Exercise
Reproduce the lines below word for word, from the first line through the line containing "column 68, row 101", including both of those lines.

** START OF Material for the task **

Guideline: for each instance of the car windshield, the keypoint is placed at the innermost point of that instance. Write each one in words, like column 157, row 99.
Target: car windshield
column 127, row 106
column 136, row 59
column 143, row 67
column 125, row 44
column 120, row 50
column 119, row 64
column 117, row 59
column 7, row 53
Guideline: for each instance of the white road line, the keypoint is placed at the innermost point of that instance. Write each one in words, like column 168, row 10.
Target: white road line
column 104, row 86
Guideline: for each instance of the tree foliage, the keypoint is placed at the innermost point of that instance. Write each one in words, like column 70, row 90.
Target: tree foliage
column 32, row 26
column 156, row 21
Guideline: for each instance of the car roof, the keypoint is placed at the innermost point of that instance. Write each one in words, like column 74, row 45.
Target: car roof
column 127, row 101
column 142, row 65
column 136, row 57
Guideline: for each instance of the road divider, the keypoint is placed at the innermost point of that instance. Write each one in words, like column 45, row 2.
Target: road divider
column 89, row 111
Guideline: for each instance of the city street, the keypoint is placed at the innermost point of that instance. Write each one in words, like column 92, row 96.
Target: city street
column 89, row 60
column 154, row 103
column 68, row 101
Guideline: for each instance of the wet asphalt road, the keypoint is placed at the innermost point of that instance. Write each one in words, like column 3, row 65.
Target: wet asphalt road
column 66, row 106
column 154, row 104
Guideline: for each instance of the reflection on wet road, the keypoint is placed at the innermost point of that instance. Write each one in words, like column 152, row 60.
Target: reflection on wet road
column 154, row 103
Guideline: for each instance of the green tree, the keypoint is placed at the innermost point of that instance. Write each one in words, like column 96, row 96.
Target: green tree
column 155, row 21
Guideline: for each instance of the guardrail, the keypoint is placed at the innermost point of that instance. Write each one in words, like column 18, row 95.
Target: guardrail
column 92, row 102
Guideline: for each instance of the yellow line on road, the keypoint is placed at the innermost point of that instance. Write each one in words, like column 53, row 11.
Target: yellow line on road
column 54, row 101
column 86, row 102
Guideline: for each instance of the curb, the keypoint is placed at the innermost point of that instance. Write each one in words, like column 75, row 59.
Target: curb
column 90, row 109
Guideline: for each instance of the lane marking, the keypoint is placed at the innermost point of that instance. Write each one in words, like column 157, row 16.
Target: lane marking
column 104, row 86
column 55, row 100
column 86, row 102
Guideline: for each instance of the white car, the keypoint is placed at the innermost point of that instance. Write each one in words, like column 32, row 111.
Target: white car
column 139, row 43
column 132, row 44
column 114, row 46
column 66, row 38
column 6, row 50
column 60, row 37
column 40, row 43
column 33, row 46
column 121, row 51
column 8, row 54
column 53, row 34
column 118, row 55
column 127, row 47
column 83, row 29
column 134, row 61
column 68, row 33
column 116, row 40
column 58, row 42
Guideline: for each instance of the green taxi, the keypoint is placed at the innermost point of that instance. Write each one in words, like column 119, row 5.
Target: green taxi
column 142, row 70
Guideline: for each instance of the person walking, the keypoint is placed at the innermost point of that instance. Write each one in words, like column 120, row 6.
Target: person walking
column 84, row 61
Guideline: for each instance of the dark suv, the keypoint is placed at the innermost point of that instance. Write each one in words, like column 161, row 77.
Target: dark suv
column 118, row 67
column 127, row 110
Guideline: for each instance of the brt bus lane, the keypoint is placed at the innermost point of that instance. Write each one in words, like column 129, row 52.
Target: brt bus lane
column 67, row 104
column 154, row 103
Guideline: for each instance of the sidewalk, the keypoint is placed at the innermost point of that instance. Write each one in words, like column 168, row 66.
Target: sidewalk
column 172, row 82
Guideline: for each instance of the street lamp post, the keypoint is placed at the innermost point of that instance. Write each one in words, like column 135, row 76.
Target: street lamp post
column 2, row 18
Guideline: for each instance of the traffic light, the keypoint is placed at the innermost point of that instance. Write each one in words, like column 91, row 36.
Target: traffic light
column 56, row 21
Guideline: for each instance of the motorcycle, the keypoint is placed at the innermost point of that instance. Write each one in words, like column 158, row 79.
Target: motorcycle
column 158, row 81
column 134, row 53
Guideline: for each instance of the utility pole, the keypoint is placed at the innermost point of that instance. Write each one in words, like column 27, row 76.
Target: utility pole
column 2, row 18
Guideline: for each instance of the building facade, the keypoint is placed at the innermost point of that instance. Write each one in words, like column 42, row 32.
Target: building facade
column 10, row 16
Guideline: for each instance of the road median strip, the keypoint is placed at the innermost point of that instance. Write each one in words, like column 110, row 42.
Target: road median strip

** END OF Material for the task **

Result
Guideline: for each instance of the car windshield, the keypoint is placed at the innermost point of that instance. Write each one in words, like column 157, row 99.
Target: car windshield
column 127, row 106
column 136, row 59
column 143, row 67
column 125, row 44
column 120, row 50
column 119, row 64
column 117, row 59
column 7, row 53
Guideline: for each instance of the white road line, the keypoint is placed at the innermost point of that instance. Write each one in words, like column 168, row 10.
Target: white road line
column 104, row 86
Guideline: for each instance of the tree foliage, the keypoint is placed at the innermost point of that instance. Write each one in words, like column 70, row 90.
Target: tree foliage
column 32, row 26
column 156, row 21
Guideline: for each instance of the car roof, the keypoint is placed at the innermost point of that instance. Write each one in words, like column 74, row 45.
Target: car roof
column 127, row 101
column 142, row 65
column 136, row 57
Guideline: for each instance of the road divider, the keypoint is placed at the innermost point of that instance. Write each one in words, like column 45, row 2.
Target: road divider
column 89, row 111
Guideline: for each instance of the city street, the keypoint is placed at the innermost point of that instance. Write each one in words, like column 92, row 96.
Target: city street
column 89, row 60
column 154, row 103
column 68, row 101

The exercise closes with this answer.